[start]

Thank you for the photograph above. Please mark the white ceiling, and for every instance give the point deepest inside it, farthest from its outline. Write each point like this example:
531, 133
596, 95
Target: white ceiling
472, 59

[end]

Pull the lines above out and reproduce each one character for character, with nothing added or changed.

Thank you for the photograph above. Please mark the white ceiling, and for every instance give the point deepest inside it, farthest from its outline. Write each point like this example:
531, 133
596, 95
Target: white ceiling
472, 59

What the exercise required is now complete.